→ **Sezione del documento**:
++++++++

Il dipartimento della Difesa si è finora rifiutato di collaborare con la Corte penale internazionale

Gennaro MansibyGennaro Mansi

US Secretary of Defense Lloyd Austin participates in a news conference at the Pentagon in Arlington, Virginia, USA, 16 November 2022 ANSA/EPA/MICHAEL REYNOLDS

Time: 3 mins read

Il Pentagono che dà una mano alla Russia. Potrebbe essere la trama di un’avvincente spy story – se non fosse tutto verissimo.

Secondo fonti anonime ben informate consultate dal New York Times, il Dipartimento della Difesa starebbe infatti attivamente impedendo all’amministrazione Biden di presentare alla Corte penale internazionale dell’Aia le prove acquisite dalle agenzie di intelligence statunitensi sulle atrocità russe in Ucraina.

Il motivo – chiaramente – non ha nulla a che fare con segrete liaisons tra Arlington e Mosca. Si tratta infatti di una più prosaica maniera di non creare un precedente pericoloso che, in un futuro non troppo remoto, finirebbe coll’esporre gli americani alla medesima scure giudiziaria che più nell’immediato colpirebbe il Cremlino.

Per comprendere il perché bisogna tornare al 1998, anno in cui è stato firmato lo Statuto di Roma ed è stata istituita la Corte penale internazionale, un tribunale mondiale permanente che vigila sui casi di crimini di guerra, genocidio e crimini contro l’umanità.

Tra gli Stati che hanno ratificato lo Statuto, sottoponendosi volontariamente alla giurisdizione della Corte, figurano i Paesi dell’Unione europea, tutto il Sudamerica, il Regno Unito, il Canada, l’Australia, e tanti altri.

Non ci sono gli Stati Uniti, che pur avendo sottoscritto lo Statuto di Roma nel 2000 (durante la presidenza Clinton), non hanno mai ratificato il trattato – ossia non l’hanno mai fatto entrare in vigore – poiché timorosi che un tribunale non-americano avesse giurisdizione penale sui cittadini americani. Nel 2002 George W. Bush revocò addirittura la (simbolica) firma, mentre il Congresso si è nel frattempo premurato di limitare all’osso qualsiasi tipo di contributo statunitense al tribunale.

ICC Prosecutor, Karim A.A. Khan QC (icc-cpi.int)

Un piccola inversione di marcia si è verificata sul finire della presidenza Bush (senior), quando il Governo USA ha aperto al riconoscimento dei pronunciamenti del tribunale – non in quanto sentenze giuridicamente vincolanti bensì come “fatti” sostenuti da “un ampio sostegno internazionale”. La collaborazione tra Corte dell’Aia e Washington ha sfruttato quindi un’inerzia positiva che ha raggiunto il suo acme durante l’amministrazione Obama. Prima di ri-naufragare con Trump.

++++++++

→ **Dati forniti**:
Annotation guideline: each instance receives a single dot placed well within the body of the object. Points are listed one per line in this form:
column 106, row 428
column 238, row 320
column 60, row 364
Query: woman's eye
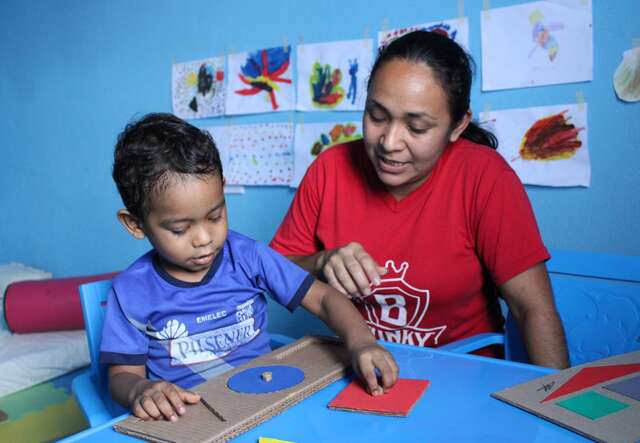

++++++++

→ **Esercizio assegnato 1**:
Ricopia dall'articolo sul Pentagono e la Corte dell'Aia tutto il passo che va da "Non ci sono" giù fino a "Khan QC (icc-cpi.int)".
→ **Esercizio assegnato 2**:
Indica se ciascuna affermazione concorda con l'articolo sul Pentagono e la Corte dell'Aia, rispondendo sì o no e citando le parole decisive del testo: (a) gli Stati Uniti hanno ratificato lo Statuto di Roma; (b) lo Statuto di Roma è stato firmato nel 1998; (c) il Canada è tra gli Stati che hanno ratificato lo Statuto.
→ **Esercizio assegnato 3**:
In base all'articolo sul Pentagono e la Corte dell'Aia, spiega perché il Dipartimento della Difesa impedirebbe di presentare alla Corte le prove sulle atrocità russe in Ucraina.
Il materiale non ha alcun ruolo in questo esercizio.

→ **Risposta completa 1**:
Non ci sono gli Stati Uniti, che pur avendo sottoscritto lo Statuto di Roma nel 2000 (durante la presidenza Clinton), non hanno mai ratificato il trattato – ossia non l’hanno mai fatto entrare in vigore – poiché timorosi che un tribunale non-americano avesse giurisdizione penale sui cittadini americani. Nel 2002 George W. Bush revocò addirittura la (simbolica) firma, mentre il Congresso si è nel frattempo premurato di limitare all’osso qualsiasi tipo di contributo statunitense al tribunale.

ICC Prosecutor, Karim A.A. Khan QC (icc-cpi.int)

→ **Risposta completa 2**:
(a) No: "non hanno mai ratificato il trattato".
(b) Sì: "1998, anno in cui è stato firmato lo Statuto di Roma".
(c) Sì: "figurano i Paesi dell’Unione europea, tutto il Sudamerica, il Regno Unito, il Canada".

→ **Risposta completa 3**:
Il Dipartimento della Difesa non vuole creare un precedente pericoloso. In un futuro non troppo remoto questo precedente esporrebbe gli americani alla stessa scure giudiziaria che nell'immediato colpirebbe il Cremlino.